▶ **WHAT TO WORK ON**
In full and without change, repeat the records shown below.

▶ **SUPPLIED MATERIAL**
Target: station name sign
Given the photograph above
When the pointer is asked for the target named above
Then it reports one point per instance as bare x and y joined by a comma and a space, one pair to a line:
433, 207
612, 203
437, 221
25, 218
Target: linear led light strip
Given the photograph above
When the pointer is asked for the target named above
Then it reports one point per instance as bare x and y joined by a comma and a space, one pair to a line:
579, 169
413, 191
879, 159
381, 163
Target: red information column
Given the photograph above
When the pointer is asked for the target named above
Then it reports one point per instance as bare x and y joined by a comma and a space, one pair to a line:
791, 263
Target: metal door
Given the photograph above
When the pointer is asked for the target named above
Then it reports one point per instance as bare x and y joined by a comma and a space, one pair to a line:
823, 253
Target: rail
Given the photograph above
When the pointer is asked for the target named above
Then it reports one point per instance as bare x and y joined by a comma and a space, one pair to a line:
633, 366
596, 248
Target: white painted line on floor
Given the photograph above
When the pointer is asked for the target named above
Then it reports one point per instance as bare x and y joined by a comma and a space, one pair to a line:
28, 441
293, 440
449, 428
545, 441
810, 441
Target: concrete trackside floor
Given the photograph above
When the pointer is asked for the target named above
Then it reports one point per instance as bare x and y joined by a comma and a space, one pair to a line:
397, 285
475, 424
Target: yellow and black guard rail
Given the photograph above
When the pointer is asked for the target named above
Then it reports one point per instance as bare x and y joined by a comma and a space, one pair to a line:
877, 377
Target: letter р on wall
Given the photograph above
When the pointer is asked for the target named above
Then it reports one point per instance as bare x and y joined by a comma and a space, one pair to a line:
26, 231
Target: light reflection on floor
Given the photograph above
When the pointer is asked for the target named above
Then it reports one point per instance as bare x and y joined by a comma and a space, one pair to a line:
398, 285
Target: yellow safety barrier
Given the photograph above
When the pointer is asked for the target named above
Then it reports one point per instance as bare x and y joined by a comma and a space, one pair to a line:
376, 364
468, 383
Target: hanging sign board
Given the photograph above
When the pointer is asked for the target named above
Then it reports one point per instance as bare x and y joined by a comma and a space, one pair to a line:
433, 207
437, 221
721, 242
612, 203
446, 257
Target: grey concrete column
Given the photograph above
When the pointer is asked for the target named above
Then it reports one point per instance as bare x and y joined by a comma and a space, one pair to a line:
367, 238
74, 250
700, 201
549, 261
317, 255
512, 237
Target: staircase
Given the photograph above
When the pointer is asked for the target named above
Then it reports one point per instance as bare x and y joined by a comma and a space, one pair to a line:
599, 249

▶ **ANSWER FOR THE TASK**
Target: station name sign
Given the photograph above
When the pointer is asked for the target named above
Then it reports one point per instance as bare x and y joined by a comma and a space, one pair to a line:
433, 207
612, 203
437, 221
25, 218
Target: linear led light strip
Given the photograph above
When the pointer is asked for the target named above
Then it reports one point per instance as bare x and y joined by a comma and a space, one pair to a line:
579, 169
413, 191
879, 159
381, 163
Target: red information column
Given the photograph above
When the pointer is asked for the target named above
Then it reports one point per instance as bare x and y joined by a comma and a space, one pair to a line:
791, 263
Target: metal door
Given the photograph above
When the pointer is asked for the target named above
Then it reports one point per instance as bare x and y joined by a comma and a space, one pair to a line:
823, 253
Target: rail
Given the photograph above
When the pointer is asked for the target named above
Then it reports one point per instance as bare x and y joined by a comma and a space, one pair to a line:
633, 366
596, 248
Target: white painted line on floor
Given the photograph above
When the pointer is asked for the target named above
Then it reports one point per instance as bare x and y joined by a comma and a space, one pair to a line:
28, 441
293, 440
449, 428
545, 441
810, 441
Target: concrete trackside floor
Given the photograph above
When the pointer is asked for the target named above
Then it reports one point per instance as bare x and y joined by a comma and a space, one pair to a line:
397, 285
475, 424
Target: yellow and black guard rail
Given the photograph above
When the pointer is asked for the target named above
Then it reports one point per instance as bare x and y joined by a comma and a space, one pair to a line:
877, 377
Target: letter р on wall
Given the photograph above
When the pointer is asked for the target named above
Then it reports one point per instance as bare x and y joined by a comma and a space, one pair to a line:
26, 231
Target: light reflection on floor
Given the photograph above
When the pointer is asked for the target named above
Then it reports one point per instance as bare x and y joined by a comma and a space, one pair to a line:
398, 285
Target: yellow safety barrier
Given the photograph above
When the pointer is asked for the target named above
Then it reports one point per instance as bare x and y joined by a comma and a space, one pair to a line:
376, 364
468, 383
Target: hanging sign board
Given the photograph above
When the pointer is asked for the target named above
Then it reports one point per instance as bare x and y joined by a comma and a space, one pair to a line:
433, 207
437, 221
721, 242
612, 203
446, 257
Target: grey concrete column
Given the photograph above
When the pointer is asked for the target named above
Then it reports one point per instance as bare x and y joined by a comma and a space, one pair to a line:
367, 238
74, 250
700, 201
549, 261
317, 255
512, 237
Target: staircase
Given the photograph above
When the pointer is asked for the target named above
Then it reports one point per instance as bare x and y joined by a comma and a space, one pair to a line:
599, 249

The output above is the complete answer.